Порядок выполнения:
Перепечатайте без изменений строки приведённого ниже списка, начиная со строки, в которой есть «in wave in the picture above.», и до самого конца списка, включая обе крайние строки.

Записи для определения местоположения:
====
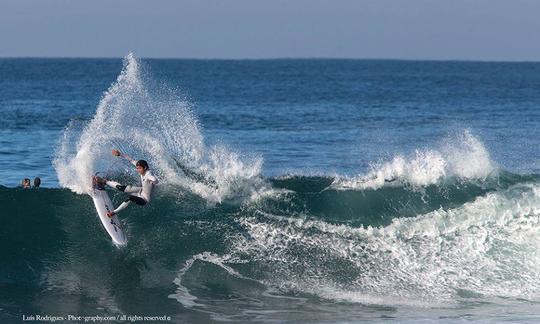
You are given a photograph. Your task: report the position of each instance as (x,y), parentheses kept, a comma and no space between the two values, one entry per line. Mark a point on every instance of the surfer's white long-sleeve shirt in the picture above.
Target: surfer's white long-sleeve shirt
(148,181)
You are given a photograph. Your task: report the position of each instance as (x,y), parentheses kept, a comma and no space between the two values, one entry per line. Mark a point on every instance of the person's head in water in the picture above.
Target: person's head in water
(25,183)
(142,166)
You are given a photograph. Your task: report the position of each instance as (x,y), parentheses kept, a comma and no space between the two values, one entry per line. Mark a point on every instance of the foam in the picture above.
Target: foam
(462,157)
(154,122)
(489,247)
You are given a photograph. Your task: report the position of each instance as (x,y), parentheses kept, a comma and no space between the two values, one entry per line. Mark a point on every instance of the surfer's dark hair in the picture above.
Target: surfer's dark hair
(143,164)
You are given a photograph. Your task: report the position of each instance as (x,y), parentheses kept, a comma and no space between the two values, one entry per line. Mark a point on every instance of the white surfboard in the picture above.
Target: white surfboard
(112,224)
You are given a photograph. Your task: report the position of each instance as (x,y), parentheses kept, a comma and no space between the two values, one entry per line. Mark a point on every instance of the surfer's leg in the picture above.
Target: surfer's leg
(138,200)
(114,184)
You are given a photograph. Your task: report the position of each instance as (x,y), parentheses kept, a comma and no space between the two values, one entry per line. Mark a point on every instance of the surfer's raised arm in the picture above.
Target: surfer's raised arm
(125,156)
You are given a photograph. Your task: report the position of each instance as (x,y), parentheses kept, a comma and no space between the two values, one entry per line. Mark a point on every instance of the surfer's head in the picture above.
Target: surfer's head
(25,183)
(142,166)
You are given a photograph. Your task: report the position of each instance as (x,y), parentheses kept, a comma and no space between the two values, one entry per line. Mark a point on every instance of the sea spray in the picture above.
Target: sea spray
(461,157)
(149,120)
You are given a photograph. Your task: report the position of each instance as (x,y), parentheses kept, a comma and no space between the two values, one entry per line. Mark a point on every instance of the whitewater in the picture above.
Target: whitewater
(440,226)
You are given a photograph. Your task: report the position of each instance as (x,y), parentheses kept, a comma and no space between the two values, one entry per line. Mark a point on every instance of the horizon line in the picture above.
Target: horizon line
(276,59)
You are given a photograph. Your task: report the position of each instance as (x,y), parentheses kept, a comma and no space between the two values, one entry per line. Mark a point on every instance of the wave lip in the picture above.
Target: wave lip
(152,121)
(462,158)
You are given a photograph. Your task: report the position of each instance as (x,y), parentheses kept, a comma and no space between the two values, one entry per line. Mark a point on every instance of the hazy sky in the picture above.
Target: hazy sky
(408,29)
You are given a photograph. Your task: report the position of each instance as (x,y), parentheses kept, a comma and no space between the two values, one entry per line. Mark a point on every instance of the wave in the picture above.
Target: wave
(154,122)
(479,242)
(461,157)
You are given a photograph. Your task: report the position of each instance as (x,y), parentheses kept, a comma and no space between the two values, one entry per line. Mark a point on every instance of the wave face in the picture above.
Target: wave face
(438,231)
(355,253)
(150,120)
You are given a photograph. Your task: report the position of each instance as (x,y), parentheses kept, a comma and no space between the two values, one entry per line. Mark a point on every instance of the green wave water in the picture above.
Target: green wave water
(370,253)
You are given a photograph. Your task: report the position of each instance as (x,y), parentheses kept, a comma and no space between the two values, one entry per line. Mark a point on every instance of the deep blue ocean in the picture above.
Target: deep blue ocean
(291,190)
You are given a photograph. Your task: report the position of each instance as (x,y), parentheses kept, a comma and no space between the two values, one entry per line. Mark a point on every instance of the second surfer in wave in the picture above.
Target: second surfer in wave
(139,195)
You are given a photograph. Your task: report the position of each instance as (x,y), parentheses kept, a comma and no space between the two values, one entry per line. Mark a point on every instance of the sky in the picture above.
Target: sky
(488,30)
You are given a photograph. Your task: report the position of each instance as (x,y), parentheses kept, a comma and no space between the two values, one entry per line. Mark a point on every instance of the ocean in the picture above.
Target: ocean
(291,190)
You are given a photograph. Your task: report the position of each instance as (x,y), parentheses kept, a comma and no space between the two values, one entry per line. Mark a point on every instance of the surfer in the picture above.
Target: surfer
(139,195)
====
Решённая задача:
You are given a photograph. Your task: report the position of each instance as (x,y), parentheses kept, a comma and no space between the two values, one entry per line. Mark a point on every instance of the second surfer in wave in the picture above.
Target: second surfer in wave
(139,195)
You are given a photograph. Your task: report the position of each instance as (x,y), parentheses kept, a comma and no space between the two values, one entry per line. Mark a point on every instance of the sky in the picture above.
Target: sky
(488,30)
You are given a photograph. Your task: report the position of each instance as (x,y), parentheses kept, a comma and no space between the two values, one entry per line. Mark a point on every instance of the ocean in the picture above.
Target: ocean
(291,190)
You are given a photograph. Your task: report the position of each instance as (x,y), parentheses kept, a comma and no space between the two values, one entry per line. Mark a point on every instance of the surfer in the picture above.
Target: surfer
(139,195)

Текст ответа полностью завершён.